/---
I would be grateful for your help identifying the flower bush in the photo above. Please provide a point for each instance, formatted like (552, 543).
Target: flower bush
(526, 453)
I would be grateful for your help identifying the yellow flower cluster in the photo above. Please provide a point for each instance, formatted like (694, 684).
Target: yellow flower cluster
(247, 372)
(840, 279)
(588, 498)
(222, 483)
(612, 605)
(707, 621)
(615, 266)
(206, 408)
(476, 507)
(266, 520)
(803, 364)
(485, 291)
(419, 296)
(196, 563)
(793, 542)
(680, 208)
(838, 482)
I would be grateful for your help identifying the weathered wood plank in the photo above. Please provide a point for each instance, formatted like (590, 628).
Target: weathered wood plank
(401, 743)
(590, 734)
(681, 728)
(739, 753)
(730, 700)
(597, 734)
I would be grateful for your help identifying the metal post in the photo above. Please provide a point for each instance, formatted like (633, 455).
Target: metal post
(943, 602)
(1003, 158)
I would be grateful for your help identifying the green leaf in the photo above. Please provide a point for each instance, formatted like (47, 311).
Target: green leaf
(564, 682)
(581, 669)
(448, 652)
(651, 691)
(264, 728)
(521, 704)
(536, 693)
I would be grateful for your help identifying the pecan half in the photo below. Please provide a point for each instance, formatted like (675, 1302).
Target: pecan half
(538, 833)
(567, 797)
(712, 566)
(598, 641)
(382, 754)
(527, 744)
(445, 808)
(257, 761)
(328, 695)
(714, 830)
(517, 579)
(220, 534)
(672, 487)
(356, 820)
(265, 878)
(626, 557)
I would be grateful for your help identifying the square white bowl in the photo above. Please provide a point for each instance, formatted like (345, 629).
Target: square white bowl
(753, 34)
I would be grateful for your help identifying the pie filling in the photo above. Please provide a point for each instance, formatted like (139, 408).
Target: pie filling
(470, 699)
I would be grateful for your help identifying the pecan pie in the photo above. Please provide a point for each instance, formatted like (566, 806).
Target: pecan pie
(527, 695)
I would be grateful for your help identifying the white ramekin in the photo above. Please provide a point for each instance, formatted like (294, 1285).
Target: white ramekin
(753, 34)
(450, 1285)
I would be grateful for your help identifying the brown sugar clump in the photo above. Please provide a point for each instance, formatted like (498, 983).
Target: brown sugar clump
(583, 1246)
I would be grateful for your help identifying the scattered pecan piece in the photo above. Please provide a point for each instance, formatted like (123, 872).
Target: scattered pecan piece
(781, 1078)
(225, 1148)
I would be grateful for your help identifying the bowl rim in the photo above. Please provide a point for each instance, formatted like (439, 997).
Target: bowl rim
\---
Stated problem – Go through the listing and print each line exactly as it appears.

Task answer –
I would be grateful for your help identifying the flower bush in the photo above. Please provide a point for each instance, formatted like (552, 543).
Target: flower bush
(526, 453)
I would be grateful for your help identifying the yellow flower cluster in the photo above. Please provide a point for each instance, formatted like (694, 684).
Target: yellow flower cluster
(247, 372)
(840, 279)
(588, 498)
(222, 483)
(612, 605)
(707, 621)
(615, 266)
(206, 408)
(476, 507)
(266, 520)
(803, 364)
(485, 291)
(419, 296)
(196, 563)
(793, 542)
(680, 208)
(838, 482)
I would be grateful for your help identifying the weathered wood plank in the photo above. Please provide a point for each instance, formatted like (590, 628).
Target: weathered wood plank
(401, 743)
(590, 734)
(681, 728)
(739, 753)
(730, 700)
(597, 734)
I would be grateful for your help identifying the metal post in the photo above. Please provide a point for each instance, formatted like (633, 455).
Target: metal post
(943, 602)
(1003, 158)
I would be grateful for your help identifying the green leaf in the photo above. Please provide a point for each instance, formatted like (47, 311).
Target: green leaf
(564, 682)
(581, 669)
(448, 652)
(651, 691)
(264, 728)
(521, 704)
(536, 693)
I would be grateful for your help identifying the pecan half in the photo below. Please provide a point for each instance, formatted like (675, 1302).
Target: pecan half
(538, 833)
(567, 797)
(712, 566)
(598, 641)
(382, 754)
(527, 744)
(445, 808)
(257, 761)
(328, 695)
(714, 830)
(517, 579)
(220, 534)
(672, 487)
(356, 820)
(265, 878)
(626, 557)
I would be grateful for your help identifying the square white bowl in the photo above. Please provide a point for each instance, formatted like (345, 629).
Target: square white bowl
(753, 34)
I would be grateful for your help identifying the pie filling in the photo above. Please provide a point for each instance, formatted like (139, 408).
Target: pie filling
(470, 699)
I would be grateful for your help identifying the pecan pie in the photo above. Please provide a point for each instance, formatted like (566, 806).
Target: pecan pie
(527, 695)
I would be grateful for your help identifying the white ramekin in the photo above. Please provide a point for each instance, formatted like (294, 1285).
Target: white ramekin
(753, 34)
(450, 1285)
I would be grateful for your help identifying the brown sugar clump in the photo above. Please provide a point for each instance, formatted like (498, 983).
Target: brown sugar clump
(583, 1246)
I would be grateful for your help identifying the scattered pecan piece in the photo above. Please provide a point for each instance, formatted like (123, 872).
Target: scattered pecan piece
(781, 1078)
(225, 1148)
I would be grateful for your help identifying the bowl rim in the photo above. Please provide a point for each instance, formatted like (439, 997).
Target: bowl rim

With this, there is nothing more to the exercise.